• Record extracts:
====

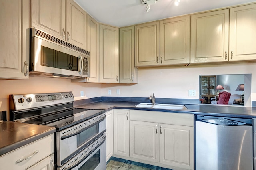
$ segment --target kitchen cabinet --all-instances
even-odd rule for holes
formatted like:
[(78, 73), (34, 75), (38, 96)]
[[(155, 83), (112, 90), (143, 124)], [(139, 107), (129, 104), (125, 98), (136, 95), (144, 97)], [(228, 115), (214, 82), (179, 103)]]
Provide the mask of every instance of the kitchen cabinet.
[(121, 28), (119, 32), (119, 83), (138, 83), (138, 70), (134, 59), (134, 26)]
[(0, 78), (28, 79), (29, 0), (2, 1)]
[(114, 154), (129, 156), (130, 111), (114, 109)]
[(204, 98), (202, 103), (211, 103), (216, 96), (216, 76), (200, 77), (200, 98)]
[(135, 66), (159, 65), (159, 21), (135, 26)]
[(191, 15), (191, 63), (228, 61), (228, 9)]
[(86, 49), (87, 13), (73, 0), (31, 1), (31, 26)]
[(119, 29), (100, 24), (100, 83), (119, 82)]
[(114, 110), (106, 112), (107, 161), (114, 153)]
[[(52, 134), (1, 155), (0, 169), (54, 169), (54, 140)], [(24, 159), (27, 158), (29, 158)], [(20, 162), (17, 163), (20, 159)]]
[(131, 158), (193, 169), (194, 139), (193, 115), (130, 110)]
[(99, 23), (87, 15), (87, 49), (90, 51), (90, 77), (88, 82), (99, 82)]
[(256, 4), (230, 9), (230, 61), (256, 59)]
[(160, 65), (190, 63), (190, 16), (160, 21)]

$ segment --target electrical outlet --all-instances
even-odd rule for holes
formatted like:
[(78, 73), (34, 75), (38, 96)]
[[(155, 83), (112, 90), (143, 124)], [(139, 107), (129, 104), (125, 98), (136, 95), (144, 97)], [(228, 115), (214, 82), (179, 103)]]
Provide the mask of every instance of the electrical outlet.
[(196, 96), (196, 90), (188, 90), (188, 95)]

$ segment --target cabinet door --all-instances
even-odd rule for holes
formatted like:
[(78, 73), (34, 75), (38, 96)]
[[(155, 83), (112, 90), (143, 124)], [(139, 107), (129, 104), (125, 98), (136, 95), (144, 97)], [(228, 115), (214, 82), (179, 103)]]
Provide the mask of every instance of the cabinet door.
[(67, 0), (66, 40), (86, 49), (87, 14), (73, 0)]
[(159, 124), (130, 121), (130, 156), (159, 162)]
[(90, 51), (90, 77), (87, 82), (99, 82), (99, 23), (87, 15), (87, 49)]
[(163, 124), (160, 125), (160, 163), (193, 169), (193, 127)]
[(0, 78), (28, 79), (29, 1), (2, 1), (0, 16)]
[(191, 16), (191, 63), (228, 61), (229, 10)]
[(135, 66), (159, 65), (159, 21), (135, 26)]
[(106, 113), (107, 127), (107, 161), (113, 155), (114, 151), (114, 110)]
[(130, 112), (128, 110), (114, 109), (114, 154), (129, 157)]
[(65, 40), (66, 0), (30, 1), (31, 26)]
[(54, 154), (52, 154), (26, 170), (54, 170)]
[(160, 24), (160, 65), (189, 63), (190, 16), (164, 20)]
[(120, 83), (138, 83), (138, 70), (134, 65), (134, 28), (120, 29)]
[(256, 59), (256, 4), (230, 8), (230, 60)]
[(100, 24), (100, 83), (119, 82), (119, 29)]

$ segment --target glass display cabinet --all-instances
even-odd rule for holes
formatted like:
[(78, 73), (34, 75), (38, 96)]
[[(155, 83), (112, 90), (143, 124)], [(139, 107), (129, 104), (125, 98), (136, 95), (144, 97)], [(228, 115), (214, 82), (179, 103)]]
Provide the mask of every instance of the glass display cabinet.
[(200, 77), (200, 98), (202, 103), (210, 103), (216, 96), (216, 76)]

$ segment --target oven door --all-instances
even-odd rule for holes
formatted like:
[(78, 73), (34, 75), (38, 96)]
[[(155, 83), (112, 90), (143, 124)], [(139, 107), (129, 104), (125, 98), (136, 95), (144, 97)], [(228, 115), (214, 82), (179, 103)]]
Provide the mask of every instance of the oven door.
[(57, 132), (57, 164), (61, 166), (106, 131), (106, 113)]
[(57, 170), (106, 169), (106, 133), (82, 150)]

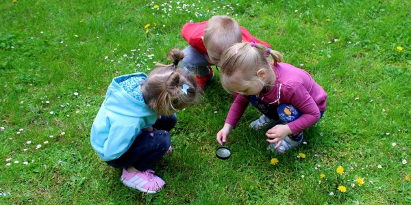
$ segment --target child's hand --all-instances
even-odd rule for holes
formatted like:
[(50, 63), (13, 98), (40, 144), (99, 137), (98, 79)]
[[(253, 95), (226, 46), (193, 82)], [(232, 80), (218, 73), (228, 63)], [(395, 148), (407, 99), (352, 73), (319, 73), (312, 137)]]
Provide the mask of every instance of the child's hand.
[(229, 124), (225, 123), (224, 124), (224, 127), (217, 133), (216, 139), (219, 144), (227, 142), (227, 137), (229, 135), (232, 128), (233, 126)]
[(266, 141), (271, 144), (277, 142), (277, 146), (275, 147), (275, 148), (277, 149), (277, 148), (281, 145), (281, 141), (286, 138), (287, 135), (291, 134), (292, 134), (292, 132), (291, 132), (291, 130), (288, 125), (277, 124), (267, 131), (266, 136), (273, 139), (267, 139)]

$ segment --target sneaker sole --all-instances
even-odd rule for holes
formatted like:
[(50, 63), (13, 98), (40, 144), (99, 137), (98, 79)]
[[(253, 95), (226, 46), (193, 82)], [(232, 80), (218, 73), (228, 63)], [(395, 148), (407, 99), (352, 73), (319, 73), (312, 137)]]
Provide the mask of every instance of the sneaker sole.
[(137, 187), (137, 185), (135, 183), (132, 183), (132, 182), (129, 182), (128, 181), (126, 181), (125, 178), (123, 178), (123, 176), (121, 176), (121, 182), (123, 182), (123, 184), (124, 184), (125, 185), (131, 187), (131, 188), (134, 188), (140, 191), (142, 191), (147, 193), (156, 193), (157, 192), (161, 191), (161, 189), (158, 190), (158, 191), (153, 191), (153, 190), (149, 190), (149, 189), (143, 189), (142, 187)]

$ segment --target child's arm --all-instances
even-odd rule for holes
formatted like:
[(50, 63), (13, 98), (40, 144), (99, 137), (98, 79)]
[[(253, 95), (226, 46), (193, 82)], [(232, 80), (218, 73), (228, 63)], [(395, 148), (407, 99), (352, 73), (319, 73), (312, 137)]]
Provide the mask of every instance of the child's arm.
[(219, 144), (227, 142), (227, 137), (229, 135), (231, 130), (238, 123), (238, 120), (242, 116), (244, 111), (249, 104), (248, 96), (238, 95), (229, 108), (224, 127), (217, 133), (216, 139)]
[(294, 94), (291, 96), (289, 102), (303, 115), (287, 125), (290, 127), (292, 135), (297, 135), (317, 122), (320, 120), (321, 113), (319, 106), (302, 85), (295, 85), (294, 91)]
[(231, 124), (224, 124), (224, 127), (217, 133), (216, 139), (219, 144), (221, 144), (222, 142), (227, 142), (227, 137), (229, 135), (232, 128), (233, 126)]
[(123, 155), (140, 134), (136, 133), (136, 131), (139, 130), (139, 127), (135, 126), (112, 126), (103, 147), (104, 161), (113, 160)]

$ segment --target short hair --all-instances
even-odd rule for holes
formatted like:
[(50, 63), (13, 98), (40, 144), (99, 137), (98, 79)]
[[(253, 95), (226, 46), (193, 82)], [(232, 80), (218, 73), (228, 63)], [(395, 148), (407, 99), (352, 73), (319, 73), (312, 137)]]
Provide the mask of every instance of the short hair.
[(213, 16), (206, 25), (203, 39), (208, 51), (220, 56), (233, 44), (241, 42), (242, 34), (238, 23), (228, 16)]
[(171, 49), (167, 59), (171, 65), (158, 64), (144, 83), (142, 90), (146, 104), (158, 115), (170, 115), (197, 100), (197, 83), (192, 74), (178, 67), (184, 54), (178, 49)]
[(266, 85), (257, 74), (260, 69), (272, 73), (271, 66), (264, 57), (266, 53), (271, 55), (274, 65), (282, 62), (282, 53), (256, 42), (234, 44), (225, 49), (221, 56), (220, 74), (223, 87), (231, 93), (238, 92), (236, 88), (239, 87), (271, 85)]

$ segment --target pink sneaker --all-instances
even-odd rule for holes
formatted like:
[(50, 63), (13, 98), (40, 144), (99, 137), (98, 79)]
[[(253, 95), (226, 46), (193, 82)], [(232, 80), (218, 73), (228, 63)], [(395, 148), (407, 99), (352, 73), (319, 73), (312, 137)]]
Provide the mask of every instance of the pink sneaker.
[(166, 182), (153, 174), (154, 171), (147, 169), (140, 172), (128, 172), (123, 169), (121, 182), (126, 186), (147, 193), (155, 193), (164, 186)]

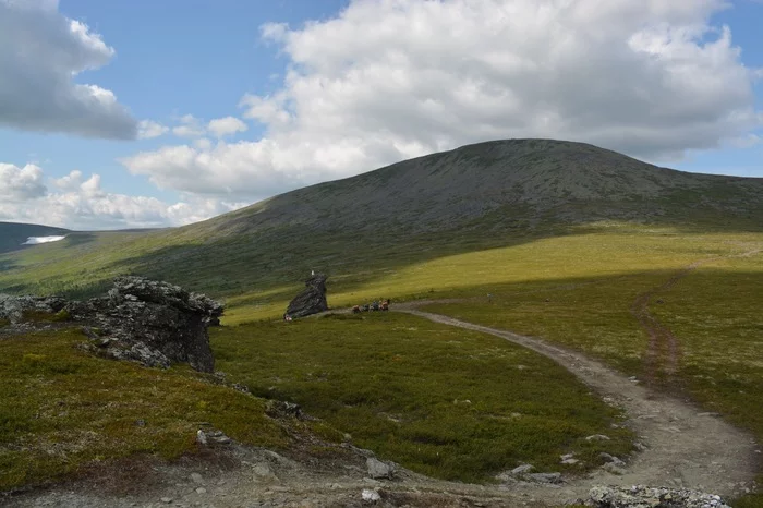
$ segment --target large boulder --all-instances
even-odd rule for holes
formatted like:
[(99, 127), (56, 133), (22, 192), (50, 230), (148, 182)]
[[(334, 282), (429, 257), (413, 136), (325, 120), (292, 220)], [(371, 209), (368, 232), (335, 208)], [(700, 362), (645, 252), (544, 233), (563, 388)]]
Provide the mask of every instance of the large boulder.
[(32, 313), (60, 313), (84, 325), (92, 339), (85, 349), (100, 355), (158, 367), (189, 363), (201, 372), (215, 370), (207, 327), (222, 311), (204, 294), (143, 277), (119, 277), (106, 297), (85, 302), (0, 295), (0, 319), (19, 330), (51, 326), (26, 319)]
[(326, 302), (326, 277), (314, 274), (305, 280), (305, 289), (289, 303), (287, 314), (290, 317), (304, 317), (311, 314), (328, 311)]
[(143, 277), (119, 277), (107, 297), (71, 302), (66, 310), (74, 319), (99, 328), (99, 344), (109, 356), (215, 370), (207, 327), (223, 309), (204, 294)]

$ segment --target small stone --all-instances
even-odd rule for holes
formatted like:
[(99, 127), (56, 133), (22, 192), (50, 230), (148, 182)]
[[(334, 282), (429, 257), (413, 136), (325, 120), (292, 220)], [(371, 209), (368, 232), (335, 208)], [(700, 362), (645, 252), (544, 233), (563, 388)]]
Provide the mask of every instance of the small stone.
[(536, 483), (561, 483), (561, 473), (531, 473), (524, 477)]
[(511, 474), (514, 476), (518, 476), (520, 474), (529, 473), (533, 469), (535, 469), (535, 467), (533, 464), (522, 464), (522, 465), (518, 465), (514, 469), (512, 469)]
[(623, 468), (623, 467), (626, 465), (626, 463), (625, 463), (622, 460), (620, 460), (620, 459), (618, 459), (617, 457), (611, 456), (611, 455), (609, 455), (609, 453), (605, 453), (604, 451), (602, 451), (601, 453), (598, 453), (598, 456), (600, 456), (602, 459), (604, 459), (606, 462), (609, 462), (609, 463), (611, 463), (611, 464), (614, 464), (614, 465), (617, 465), (618, 468)]
[(392, 480), (392, 476), (395, 476), (393, 465), (386, 462), (382, 462), (380, 460), (374, 459), (373, 457), (368, 457), (366, 459), (365, 465), (368, 469), (368, 476), (371, 476), (374, 480)]
[(363, 493), (361, 494), (361, 498), (365, 503), (376, 503), (378, 500), (382, 500), (382, 496), (379, 496), (379, 493), (376, 491), (372, 491), (370, 488), (363, 489)]
[(602, 469), (608, 473), (617, 474), (618, 476), (622, 476), (623, 474), (626, 474), (625, 469), (618, 468), (611, 462), (607, 462), (606, 464), (602, 465)]

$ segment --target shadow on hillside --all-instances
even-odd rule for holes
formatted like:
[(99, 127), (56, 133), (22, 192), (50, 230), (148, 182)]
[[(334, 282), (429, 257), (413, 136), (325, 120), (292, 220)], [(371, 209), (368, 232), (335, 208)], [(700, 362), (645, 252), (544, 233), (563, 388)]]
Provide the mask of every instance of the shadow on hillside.
[(11, 259), (0, 259), (0, 271), (12, 270), (16, 267), (16, 264)]
[[(692, 220), (658, 219), (650, 225), (620, 225), (614, 229), (638, 232), (664, 228), (664, 232), (654, 234), (677, 239), (682, 234), (763, 231), (763, 222), (713, 222), (712, 214)], [(534, 225), (529, 225), (526, 220), (512, 221), (511, 216), (502, 217), (497, 211), (459, 225), (456, 230), (439, 232), (414, 231), (413, 227), (398, 229), (384, 221), (363, 231), (290, 225), (254, 234), (222, 237), (206, 243), (166, 245), (94, 269), (167, 280), (215, 298), (252, 295), (252, 301), (263, 303), (291, 299), (302, 289), (312, 270), (329, 275), (329, 292), (332, 287), (340, 287), (347, 293), (378, 282), (391, 273), (438, 258), (609, 229), (601, 223), (560, 223), (554, 214), (550, 219), (537, 217)], [(73, 233), (66, 246), (92, 242), (95, 238), (93, 233)], [(100, 294), (109, 285), (110, 281), (102, 280), (77, 285), (52, 277), (41, 286), (52, 288), (57, 293), (87, 298)], [(22, 278), (22, 283), (14, 286), (14, 290), (17, 288), (23, 292), (35, 292), (40, 285), (24, 283)], [(422, 291), (426, 289), (421, 288)], [(265, 291), (275, 292), (264, 300), (256, 298), (257, 293)]]

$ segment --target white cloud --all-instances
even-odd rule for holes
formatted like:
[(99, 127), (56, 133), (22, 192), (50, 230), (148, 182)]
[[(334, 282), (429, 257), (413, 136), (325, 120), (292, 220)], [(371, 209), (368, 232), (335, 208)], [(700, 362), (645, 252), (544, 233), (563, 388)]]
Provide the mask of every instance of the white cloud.
[(136, 121), (111, 90), (77, 84), (114, 55), (53, 0), (0, 0), (0, 125), (134, 138)]
[(172, 134), (179, 137), (201, 137), (206, 134), (206, 130), (199, 120), (193, 114), (185, 114), (180, 119), (181, 125), (172, 129)]
[[(761, 124), (723, 0), (353, 1), (265, 25), (290, 69), (246, 95), (258, 141), (167, 146), (122, 162), (156, 184), (269, 195), (507, 137), (584, 141), (680, 159)], [(447, 36), (445, 35), (447, 34)]]
[(28, 164), (23, 168), (0, 162), (0, 202), (17, 202), (45, 195), (43, 170)]
[[(15, 177), (7, 178), (12, 173)], [(23, 177), (19, 177), (22, 173)], [(38, 167), (27, 165), (16, 168), (0, 164), (0, 191), (15, 189), (12, 199), (0, 194), (0, 220), (78, 230), (147, 228), (186, 225), (245, 206), (244, 203), (196, 196), (166, 203), (155, 197), (113, 194), (100, 188), (99, 174), (85, 179), (81, 171), (51, 180), (51, 192), (41, 184), (43, 179)], [(7, 185), (8, 182), (19, 181), (26, 183), (13, 188)]]
[(216, 137), (225, 137), (237, 132), (245, 132), (246, 124), (234, 117), (218, 118), (211, 120), (207, 124), (207, 131), (209, 131)]
[(137, 124), (137, 138), (150, 140), (167, 134), (170, 129), (154, 120), (142, 120)]

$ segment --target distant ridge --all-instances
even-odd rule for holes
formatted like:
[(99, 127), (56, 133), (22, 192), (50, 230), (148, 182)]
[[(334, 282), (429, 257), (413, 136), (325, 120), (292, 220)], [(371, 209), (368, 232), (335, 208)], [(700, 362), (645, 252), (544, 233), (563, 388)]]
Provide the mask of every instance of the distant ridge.
[[(553, 140), (479, 143), (288, 192), (211, 219), (215, 229), (457, 229), (493, 216), (578, 223), (763, 217), (763, 179), (656, 167), (593, 145)], [(505, 213), (505, 217), (500, 214)], [(189, 228), (201, 227), (190, 226)]]
[[(241, 294), (301, 281), (311, 269), (332, 281), (350, 273), (378, 277), (396, 266), (589, 227), (761, 232), (762, 196), (763, 179), (676, 171), (582, 143), (495, 141), (287, 192), (181, 228), (71, 232), (2, 256), (0, 291), (80, 298), (132, 274)], [(14, 242), (33, 234), (43, 233), (24, 230)]]

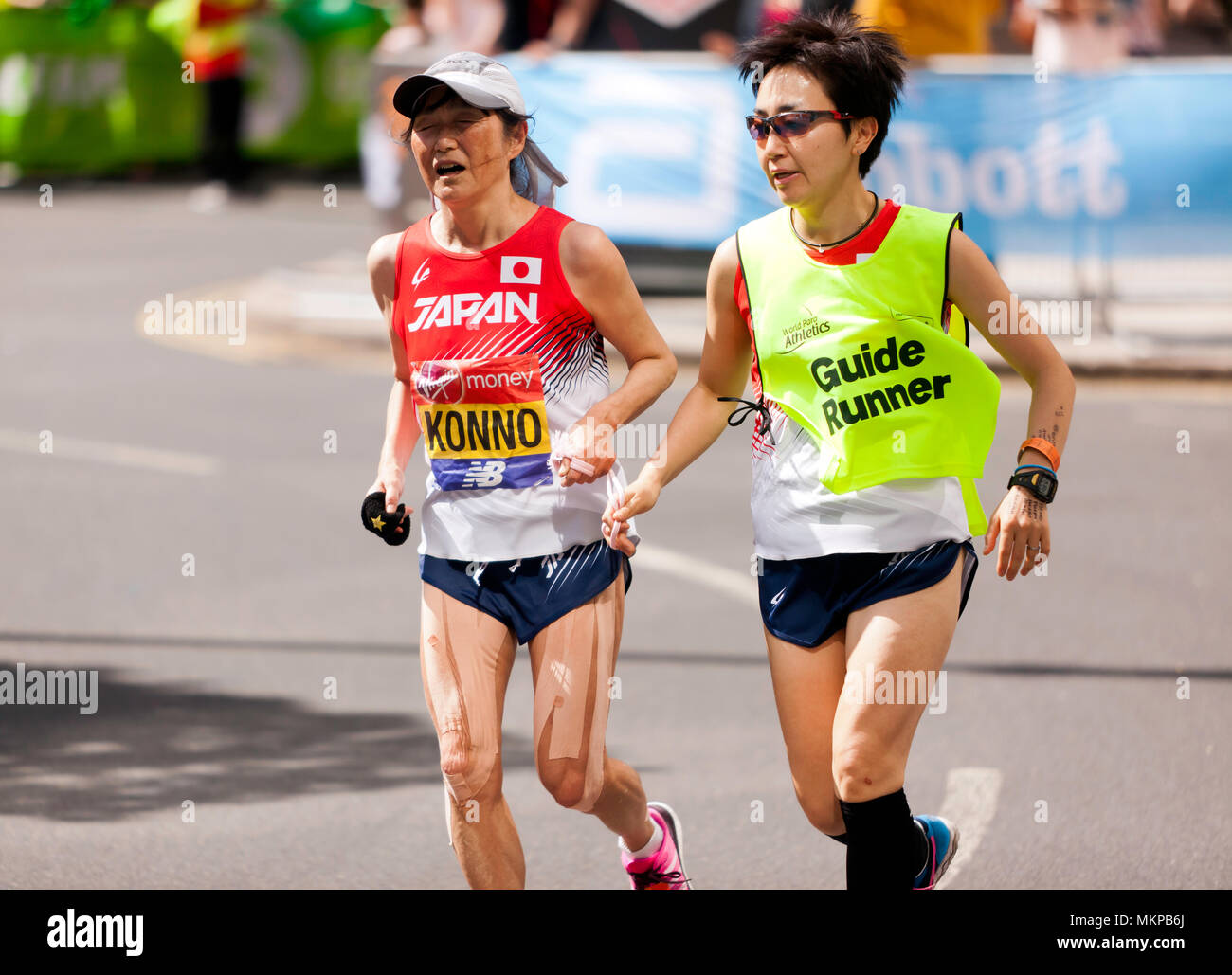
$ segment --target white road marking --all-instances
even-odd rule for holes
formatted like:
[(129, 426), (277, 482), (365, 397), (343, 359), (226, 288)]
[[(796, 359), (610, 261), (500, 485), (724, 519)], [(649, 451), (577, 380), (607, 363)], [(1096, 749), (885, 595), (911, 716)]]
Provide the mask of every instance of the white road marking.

====

Convert the stretch of the data from the line containing "cabinet door --all-instances" through the line containing "[(67, 0), (66, 40), (86, 49), (87, 14), (73, 0)]" into a JSON list of strings, with one string per line and any blank lines omitted.

• Answer to this problem:
[
  "$ segment --target cabinet door --all-instances",
  "even-odd rule for holes",
  "formatted like:",
  "[(78, 73), (34, 75), (38, 96)]",
  "[[(155, 83), (112, 90), (143, 124)], [(139, 107), (129, 104), (125, 98), (136, 95), (144, 97)], [(228, 115), (214, 82), (179, 103)]]",
  "Provide the mask of every instance of the cabinet door.",
  "[(67, 0), (66, 40), (86, 49), (87, 14), (73, 0)]"
]